Aim of the exercise:
Show each line of the records in which the word "region" occurs.

*** Extracted information ***

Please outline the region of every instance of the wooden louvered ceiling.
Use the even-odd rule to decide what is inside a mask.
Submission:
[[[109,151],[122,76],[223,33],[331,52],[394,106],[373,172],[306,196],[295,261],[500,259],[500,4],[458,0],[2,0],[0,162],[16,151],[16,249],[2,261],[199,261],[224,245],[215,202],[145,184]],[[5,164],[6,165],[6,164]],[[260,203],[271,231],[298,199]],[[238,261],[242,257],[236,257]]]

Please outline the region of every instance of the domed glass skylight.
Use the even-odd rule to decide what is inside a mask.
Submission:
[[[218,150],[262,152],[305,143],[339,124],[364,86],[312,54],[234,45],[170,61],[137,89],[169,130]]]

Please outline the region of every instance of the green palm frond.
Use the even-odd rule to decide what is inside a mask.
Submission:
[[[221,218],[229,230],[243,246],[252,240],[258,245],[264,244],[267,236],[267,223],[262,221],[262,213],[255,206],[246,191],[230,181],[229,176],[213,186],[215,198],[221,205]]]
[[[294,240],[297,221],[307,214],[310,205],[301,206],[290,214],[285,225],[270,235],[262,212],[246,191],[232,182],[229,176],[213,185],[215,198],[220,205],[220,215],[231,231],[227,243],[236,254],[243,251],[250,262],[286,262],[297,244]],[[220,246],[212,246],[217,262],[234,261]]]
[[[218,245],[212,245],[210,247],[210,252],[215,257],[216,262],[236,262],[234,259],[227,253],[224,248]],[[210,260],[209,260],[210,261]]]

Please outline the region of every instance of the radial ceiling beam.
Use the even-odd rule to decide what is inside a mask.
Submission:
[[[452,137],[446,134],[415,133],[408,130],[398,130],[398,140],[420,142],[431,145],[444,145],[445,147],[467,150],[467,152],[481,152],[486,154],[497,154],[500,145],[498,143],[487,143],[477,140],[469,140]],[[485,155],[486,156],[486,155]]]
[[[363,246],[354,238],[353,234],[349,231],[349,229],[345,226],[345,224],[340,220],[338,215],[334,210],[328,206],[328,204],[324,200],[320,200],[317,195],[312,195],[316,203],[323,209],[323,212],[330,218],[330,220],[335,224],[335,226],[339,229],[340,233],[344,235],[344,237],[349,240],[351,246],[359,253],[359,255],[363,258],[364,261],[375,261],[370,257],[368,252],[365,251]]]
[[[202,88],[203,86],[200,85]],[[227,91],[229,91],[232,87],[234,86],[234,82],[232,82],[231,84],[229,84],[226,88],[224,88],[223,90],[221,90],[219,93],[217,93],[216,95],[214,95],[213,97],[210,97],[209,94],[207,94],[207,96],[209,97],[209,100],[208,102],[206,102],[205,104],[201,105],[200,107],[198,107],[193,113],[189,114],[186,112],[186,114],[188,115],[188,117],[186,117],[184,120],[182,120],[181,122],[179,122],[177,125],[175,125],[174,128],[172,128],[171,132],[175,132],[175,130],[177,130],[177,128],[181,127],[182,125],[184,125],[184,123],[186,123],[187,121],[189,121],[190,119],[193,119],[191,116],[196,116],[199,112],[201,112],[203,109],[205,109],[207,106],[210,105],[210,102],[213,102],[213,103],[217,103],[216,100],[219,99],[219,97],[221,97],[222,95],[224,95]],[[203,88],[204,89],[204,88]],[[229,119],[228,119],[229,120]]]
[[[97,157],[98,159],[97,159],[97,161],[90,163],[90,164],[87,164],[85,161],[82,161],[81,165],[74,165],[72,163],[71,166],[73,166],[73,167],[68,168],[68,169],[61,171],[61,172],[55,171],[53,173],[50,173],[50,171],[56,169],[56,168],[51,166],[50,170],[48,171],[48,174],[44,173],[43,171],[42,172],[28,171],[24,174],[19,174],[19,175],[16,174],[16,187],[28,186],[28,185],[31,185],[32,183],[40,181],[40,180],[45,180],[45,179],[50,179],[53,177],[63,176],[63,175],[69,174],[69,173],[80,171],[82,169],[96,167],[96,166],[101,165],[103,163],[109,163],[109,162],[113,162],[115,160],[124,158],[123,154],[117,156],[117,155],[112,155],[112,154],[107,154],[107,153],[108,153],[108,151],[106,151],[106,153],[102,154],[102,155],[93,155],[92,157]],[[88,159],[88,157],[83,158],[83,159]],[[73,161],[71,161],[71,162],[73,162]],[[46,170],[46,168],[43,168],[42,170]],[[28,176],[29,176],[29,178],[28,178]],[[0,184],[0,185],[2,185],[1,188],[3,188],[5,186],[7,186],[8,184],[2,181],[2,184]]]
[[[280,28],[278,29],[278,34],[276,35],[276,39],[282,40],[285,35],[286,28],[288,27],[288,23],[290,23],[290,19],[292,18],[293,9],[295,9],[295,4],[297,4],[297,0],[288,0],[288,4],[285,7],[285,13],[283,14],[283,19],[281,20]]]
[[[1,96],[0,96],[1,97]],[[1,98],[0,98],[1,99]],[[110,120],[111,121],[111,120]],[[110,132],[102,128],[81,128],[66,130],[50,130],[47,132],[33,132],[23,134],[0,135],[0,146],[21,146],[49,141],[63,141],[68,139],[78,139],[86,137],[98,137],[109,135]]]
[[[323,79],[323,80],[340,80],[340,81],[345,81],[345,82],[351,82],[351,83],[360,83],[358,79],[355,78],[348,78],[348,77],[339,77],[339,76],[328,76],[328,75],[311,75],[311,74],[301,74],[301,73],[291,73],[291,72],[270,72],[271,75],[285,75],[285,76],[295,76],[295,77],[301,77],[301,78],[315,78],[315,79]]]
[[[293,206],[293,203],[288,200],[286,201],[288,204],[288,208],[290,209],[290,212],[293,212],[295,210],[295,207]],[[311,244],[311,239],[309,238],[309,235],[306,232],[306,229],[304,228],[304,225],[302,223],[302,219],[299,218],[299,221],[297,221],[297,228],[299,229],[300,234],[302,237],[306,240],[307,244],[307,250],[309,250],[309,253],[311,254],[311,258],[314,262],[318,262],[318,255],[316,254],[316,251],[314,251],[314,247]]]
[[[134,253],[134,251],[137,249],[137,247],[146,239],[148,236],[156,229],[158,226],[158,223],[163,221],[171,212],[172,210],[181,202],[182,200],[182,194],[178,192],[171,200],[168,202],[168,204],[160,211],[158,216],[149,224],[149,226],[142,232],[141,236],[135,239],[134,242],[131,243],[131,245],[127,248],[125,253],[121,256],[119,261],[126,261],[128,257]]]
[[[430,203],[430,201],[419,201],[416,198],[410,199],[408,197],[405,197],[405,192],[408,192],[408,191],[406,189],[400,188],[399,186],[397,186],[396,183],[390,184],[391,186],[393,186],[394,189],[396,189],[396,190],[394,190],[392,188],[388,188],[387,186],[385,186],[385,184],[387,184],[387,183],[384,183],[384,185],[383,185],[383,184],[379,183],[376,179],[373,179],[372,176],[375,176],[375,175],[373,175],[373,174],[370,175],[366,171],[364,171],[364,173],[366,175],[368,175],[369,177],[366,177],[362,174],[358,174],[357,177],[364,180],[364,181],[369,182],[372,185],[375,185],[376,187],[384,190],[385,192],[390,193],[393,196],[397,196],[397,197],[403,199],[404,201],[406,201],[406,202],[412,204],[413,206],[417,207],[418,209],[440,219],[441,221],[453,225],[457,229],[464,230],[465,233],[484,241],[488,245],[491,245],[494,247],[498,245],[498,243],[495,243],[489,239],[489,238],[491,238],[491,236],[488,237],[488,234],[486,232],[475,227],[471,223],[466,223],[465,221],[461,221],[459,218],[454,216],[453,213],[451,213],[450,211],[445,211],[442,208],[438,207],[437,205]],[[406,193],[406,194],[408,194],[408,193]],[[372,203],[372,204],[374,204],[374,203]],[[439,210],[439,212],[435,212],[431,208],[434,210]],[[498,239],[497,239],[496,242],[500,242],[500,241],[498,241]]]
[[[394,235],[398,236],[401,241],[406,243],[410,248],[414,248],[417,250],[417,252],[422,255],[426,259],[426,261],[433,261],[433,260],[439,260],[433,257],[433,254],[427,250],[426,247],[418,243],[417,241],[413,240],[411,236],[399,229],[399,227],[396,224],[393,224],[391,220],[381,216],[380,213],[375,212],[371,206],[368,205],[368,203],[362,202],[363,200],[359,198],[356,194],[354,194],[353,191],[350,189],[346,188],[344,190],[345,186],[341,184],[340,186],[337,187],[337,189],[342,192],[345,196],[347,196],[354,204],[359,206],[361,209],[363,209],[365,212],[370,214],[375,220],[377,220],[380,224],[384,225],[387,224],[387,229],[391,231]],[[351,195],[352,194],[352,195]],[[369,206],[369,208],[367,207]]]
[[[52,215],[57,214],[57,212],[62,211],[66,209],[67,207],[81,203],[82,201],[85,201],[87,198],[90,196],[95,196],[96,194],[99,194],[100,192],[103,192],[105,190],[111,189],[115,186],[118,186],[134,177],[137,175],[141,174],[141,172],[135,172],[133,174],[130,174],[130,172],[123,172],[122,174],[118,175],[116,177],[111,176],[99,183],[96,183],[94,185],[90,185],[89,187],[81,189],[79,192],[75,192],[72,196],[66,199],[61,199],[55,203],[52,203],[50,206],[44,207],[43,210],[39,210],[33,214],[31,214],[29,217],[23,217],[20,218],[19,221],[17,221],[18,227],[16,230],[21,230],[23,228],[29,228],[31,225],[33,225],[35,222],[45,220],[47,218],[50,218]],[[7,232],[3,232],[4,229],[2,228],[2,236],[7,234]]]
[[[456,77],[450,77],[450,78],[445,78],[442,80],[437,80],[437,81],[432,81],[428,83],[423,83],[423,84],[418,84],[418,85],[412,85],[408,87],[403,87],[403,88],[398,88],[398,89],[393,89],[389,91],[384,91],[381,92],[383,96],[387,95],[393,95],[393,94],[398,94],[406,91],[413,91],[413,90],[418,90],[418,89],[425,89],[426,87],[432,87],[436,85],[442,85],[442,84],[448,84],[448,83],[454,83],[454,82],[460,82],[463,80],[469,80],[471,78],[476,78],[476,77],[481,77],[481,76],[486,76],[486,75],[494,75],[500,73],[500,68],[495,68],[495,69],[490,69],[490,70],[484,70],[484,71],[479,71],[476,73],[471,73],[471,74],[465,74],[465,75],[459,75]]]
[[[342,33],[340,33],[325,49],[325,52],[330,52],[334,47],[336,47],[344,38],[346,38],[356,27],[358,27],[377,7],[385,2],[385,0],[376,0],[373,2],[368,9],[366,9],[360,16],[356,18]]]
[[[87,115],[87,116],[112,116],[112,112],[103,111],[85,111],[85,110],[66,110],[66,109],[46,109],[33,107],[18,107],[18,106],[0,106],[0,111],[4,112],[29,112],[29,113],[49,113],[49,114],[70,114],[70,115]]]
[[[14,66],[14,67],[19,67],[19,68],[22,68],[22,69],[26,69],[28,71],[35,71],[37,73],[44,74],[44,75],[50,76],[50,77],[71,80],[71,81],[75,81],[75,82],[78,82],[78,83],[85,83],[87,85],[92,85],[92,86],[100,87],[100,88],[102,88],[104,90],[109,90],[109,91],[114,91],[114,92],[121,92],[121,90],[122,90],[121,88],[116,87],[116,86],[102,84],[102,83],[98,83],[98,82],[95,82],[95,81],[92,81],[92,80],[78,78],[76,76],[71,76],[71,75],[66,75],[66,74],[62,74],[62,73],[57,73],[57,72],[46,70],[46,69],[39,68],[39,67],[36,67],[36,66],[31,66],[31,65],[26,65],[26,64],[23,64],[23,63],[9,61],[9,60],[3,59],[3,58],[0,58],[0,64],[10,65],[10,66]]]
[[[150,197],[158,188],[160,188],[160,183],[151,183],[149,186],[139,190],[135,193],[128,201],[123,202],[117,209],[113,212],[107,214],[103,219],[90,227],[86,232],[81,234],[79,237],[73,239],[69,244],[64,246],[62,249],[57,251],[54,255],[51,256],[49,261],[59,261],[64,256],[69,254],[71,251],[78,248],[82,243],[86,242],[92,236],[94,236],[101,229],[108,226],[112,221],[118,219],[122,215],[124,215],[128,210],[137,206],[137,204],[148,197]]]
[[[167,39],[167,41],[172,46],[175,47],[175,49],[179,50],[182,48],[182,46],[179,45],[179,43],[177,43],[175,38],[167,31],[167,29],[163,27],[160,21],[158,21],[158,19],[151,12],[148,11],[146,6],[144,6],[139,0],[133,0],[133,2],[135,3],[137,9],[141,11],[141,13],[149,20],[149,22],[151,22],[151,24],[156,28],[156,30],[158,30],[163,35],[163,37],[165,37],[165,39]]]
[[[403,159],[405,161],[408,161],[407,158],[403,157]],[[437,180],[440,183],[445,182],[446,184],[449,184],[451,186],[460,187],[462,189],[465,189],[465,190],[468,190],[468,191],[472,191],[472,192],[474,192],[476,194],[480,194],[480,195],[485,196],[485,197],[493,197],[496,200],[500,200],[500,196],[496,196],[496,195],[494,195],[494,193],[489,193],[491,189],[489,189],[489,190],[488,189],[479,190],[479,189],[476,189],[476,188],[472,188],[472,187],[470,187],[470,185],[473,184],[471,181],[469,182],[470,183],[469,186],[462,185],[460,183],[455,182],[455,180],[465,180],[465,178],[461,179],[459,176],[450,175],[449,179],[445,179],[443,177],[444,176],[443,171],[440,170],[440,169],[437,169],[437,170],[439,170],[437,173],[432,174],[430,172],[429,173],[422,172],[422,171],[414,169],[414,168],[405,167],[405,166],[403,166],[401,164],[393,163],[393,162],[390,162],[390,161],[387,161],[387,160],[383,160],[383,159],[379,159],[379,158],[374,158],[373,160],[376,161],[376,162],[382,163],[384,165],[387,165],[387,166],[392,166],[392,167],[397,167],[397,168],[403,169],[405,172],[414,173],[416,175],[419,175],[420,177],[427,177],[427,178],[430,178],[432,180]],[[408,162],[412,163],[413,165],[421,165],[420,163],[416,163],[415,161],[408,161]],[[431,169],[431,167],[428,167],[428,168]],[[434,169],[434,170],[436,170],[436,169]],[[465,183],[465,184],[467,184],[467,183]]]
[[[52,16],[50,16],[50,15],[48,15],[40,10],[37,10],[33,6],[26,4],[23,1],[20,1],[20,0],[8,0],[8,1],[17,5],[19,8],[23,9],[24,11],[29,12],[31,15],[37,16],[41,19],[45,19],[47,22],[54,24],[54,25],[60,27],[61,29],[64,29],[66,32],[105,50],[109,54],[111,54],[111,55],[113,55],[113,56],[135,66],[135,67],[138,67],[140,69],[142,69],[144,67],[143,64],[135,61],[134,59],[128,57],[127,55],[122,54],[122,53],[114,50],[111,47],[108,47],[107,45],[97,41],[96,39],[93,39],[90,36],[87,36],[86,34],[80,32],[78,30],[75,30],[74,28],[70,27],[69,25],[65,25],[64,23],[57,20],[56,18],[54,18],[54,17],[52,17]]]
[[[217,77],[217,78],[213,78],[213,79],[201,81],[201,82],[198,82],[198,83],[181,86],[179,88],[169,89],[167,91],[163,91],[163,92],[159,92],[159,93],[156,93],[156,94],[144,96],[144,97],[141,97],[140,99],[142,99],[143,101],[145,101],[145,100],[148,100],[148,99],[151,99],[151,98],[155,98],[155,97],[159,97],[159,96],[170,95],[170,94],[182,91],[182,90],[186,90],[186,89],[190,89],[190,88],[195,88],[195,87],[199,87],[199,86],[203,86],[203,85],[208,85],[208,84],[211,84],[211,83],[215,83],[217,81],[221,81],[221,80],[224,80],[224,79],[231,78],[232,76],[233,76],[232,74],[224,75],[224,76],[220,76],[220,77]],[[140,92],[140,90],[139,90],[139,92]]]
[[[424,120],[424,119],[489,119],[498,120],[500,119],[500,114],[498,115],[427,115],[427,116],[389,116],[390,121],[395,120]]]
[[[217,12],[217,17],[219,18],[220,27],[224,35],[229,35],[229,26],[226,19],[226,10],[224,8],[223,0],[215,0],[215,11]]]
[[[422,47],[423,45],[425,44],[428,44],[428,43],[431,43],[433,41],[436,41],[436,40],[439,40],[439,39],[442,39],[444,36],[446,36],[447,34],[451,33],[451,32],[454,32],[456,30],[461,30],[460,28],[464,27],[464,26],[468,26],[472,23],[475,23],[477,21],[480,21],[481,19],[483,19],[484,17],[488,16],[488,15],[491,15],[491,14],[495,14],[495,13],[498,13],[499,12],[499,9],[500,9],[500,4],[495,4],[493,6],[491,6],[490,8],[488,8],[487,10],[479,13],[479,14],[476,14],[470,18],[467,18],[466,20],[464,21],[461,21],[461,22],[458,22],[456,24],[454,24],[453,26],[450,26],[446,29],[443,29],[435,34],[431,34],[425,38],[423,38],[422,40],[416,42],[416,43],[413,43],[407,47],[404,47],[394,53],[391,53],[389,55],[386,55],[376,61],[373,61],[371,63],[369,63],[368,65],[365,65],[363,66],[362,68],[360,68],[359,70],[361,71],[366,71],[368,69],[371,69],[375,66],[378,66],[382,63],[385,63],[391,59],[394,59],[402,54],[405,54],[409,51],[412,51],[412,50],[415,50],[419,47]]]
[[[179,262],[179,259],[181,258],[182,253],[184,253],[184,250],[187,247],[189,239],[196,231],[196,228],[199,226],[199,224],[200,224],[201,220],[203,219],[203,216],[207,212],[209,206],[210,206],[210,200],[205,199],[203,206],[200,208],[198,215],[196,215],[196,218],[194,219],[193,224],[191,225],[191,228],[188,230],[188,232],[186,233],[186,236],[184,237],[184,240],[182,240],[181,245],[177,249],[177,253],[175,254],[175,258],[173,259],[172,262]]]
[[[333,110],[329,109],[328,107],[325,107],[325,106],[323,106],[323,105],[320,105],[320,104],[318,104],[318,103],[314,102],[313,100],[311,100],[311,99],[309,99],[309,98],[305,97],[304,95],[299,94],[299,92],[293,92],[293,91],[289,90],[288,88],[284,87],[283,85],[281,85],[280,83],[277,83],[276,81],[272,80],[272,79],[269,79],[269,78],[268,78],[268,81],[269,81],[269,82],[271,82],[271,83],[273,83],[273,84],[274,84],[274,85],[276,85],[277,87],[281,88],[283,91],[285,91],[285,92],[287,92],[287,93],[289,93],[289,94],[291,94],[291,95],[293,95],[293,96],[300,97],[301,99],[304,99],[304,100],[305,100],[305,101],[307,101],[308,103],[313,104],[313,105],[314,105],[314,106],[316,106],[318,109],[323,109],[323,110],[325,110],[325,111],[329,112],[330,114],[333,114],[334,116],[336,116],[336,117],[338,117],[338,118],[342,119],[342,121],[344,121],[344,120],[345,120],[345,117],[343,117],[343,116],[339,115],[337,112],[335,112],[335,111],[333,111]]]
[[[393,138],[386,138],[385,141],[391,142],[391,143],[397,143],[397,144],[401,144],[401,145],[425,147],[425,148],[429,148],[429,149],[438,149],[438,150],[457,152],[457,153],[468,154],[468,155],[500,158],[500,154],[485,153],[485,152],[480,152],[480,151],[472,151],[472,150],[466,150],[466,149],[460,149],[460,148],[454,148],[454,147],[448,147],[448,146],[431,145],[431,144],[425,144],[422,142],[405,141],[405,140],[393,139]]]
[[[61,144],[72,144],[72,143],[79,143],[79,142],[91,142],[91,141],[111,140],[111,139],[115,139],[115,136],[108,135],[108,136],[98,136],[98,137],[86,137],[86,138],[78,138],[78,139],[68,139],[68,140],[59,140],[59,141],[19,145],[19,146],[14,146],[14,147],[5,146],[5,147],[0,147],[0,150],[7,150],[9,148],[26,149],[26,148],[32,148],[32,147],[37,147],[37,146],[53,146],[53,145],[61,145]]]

*** End of Extracted information ***

Result of this exercise:
Please outline the region of every instance of the wooden louvered ceiling.
Please outline the region of every instance of the domed glass skylight.
Please outline the region of every instance of the green palm frond.
Please outline the region of every instance of the radial ceiling beam.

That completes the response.